Problem statement:
Answer these questions using the exhibition review below:
(a) Whose lithograph did van Gogh copy for his painting of the prison yard?
(b) Which Bonnard painting does the review call a self-portrait?
(c) Where did the writer see The Postman Joseph Roulin?

Selected excerpt:

****

There are two aspects of the Tate Britain show ‘Van Gogh and Britain’ that to my mind are remarkable: first, the extent to which the artist himself is sensitive, but shallow; and second, that the connection with Britain is somewhat forced. Van Gogh is a painter of landscapes, flowers, and people, who introduced innovations in brush strokes and impasto, with occasionally fauvish colours that were radical in their time. Stylistically, van Gogh is instantly recognisable, with his wavy lines and deliberate forms; but where is the depth?
Beyond his technical prowess, it is rare that we see anything genuinely meaningful or existential in van Gogh’s work, save in so far as it is perceptible from the aesthetic. Some of his portraits – At Eternity’s Gate, or The Postman Joseph Roulin, for example (the latter not being part of this exhibition, though I had the good fortune to see the painting at the MFA in Boston a few weeks back) hint at something deeper, they remain representational works.
His painting Trees in the Garden of the Hospital St Paul begins to hint at something more, perhaps an ecological sensibility. The trees merge with the sky, and with each other, everything is being sucked up into the air, it seems. The two figures each beside a tree, appear subject to nature too – she with her parasol, as the heat seems to soar through the painting. The colours seem burned into the canvas, and retain all of their vibrancy today. It’s perhaps my favourite painting by van Gogh from the exhibition.
In reading about the exhibition, I was particularly intrigued by van Gogh’s representation of the prison yard, as perhaps a statement of some kind of political or social relevance. However, it appears to have been a copy! Side by side with van Gogh’s painting is the lithograph from Gustav Doré, who van Gogh copied, almost exactly. It could perhaps be re-titled Gustav Doré’s Prison Yard, to afford its proper attribution. It is uncanny how little van Gogh changed the image, retaining even the two butterflies in the upper left hand corner. Commentary at the exhibition suggested that the guard in the bottom right is looking down in van Gogh’s version, perhaps meaning that he’s not ‘seeing’ the prisoners, but I think it’s fanciful: this was an exercise in colour. Even the shadows are replicated. This was a social commentary from Gustav Doré, not van Gogh.
Over at Tate Modern, meanwhile, the Pierre Bonnard exhibition is of an altogether different sort by comparison, with a kind of intimacy and sensuality, as opposed to sensitivity, not seen in van Gogh. Bonnard’s The Boxer as a self-portrait appears far more honest (even violent!) than the two van Gogh self-portraits at Tate Britain. That said, it could be argued that the man-on-the-road paintings are essentially self-portraiture, albeit with the human figure dwarfed by the landscape.
All in all, Van Gogh’s work is technically exceptional, coloured magnificently, and remains challenging and thought provoking to this day, but primarily in the aesthetic sense: his are questions of representation, of light, and impression. The series of motifs of the man on the road (or just off the road, on occasion) point to a certain introspection, and a self-awareness of the artist’s own position in the world, and those paintings are certainly autobiographical, or self-portraiture within the wider ecosystem, and they are wondrous things for that (as Francis Bacon, amongst others, was to later acknowledge). Yet there remains a sense of something missing that could have said something more, as Turner had done before him, as Picasso did after him, and so many others.

****

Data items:

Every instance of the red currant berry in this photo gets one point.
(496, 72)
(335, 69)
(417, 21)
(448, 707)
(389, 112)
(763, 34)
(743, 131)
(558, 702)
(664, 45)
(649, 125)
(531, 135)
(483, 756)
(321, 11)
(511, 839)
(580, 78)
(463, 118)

****

Answer for this exercise:
(a) Gustav Doré
(b) The Boxer
(c) At the MFA in Boston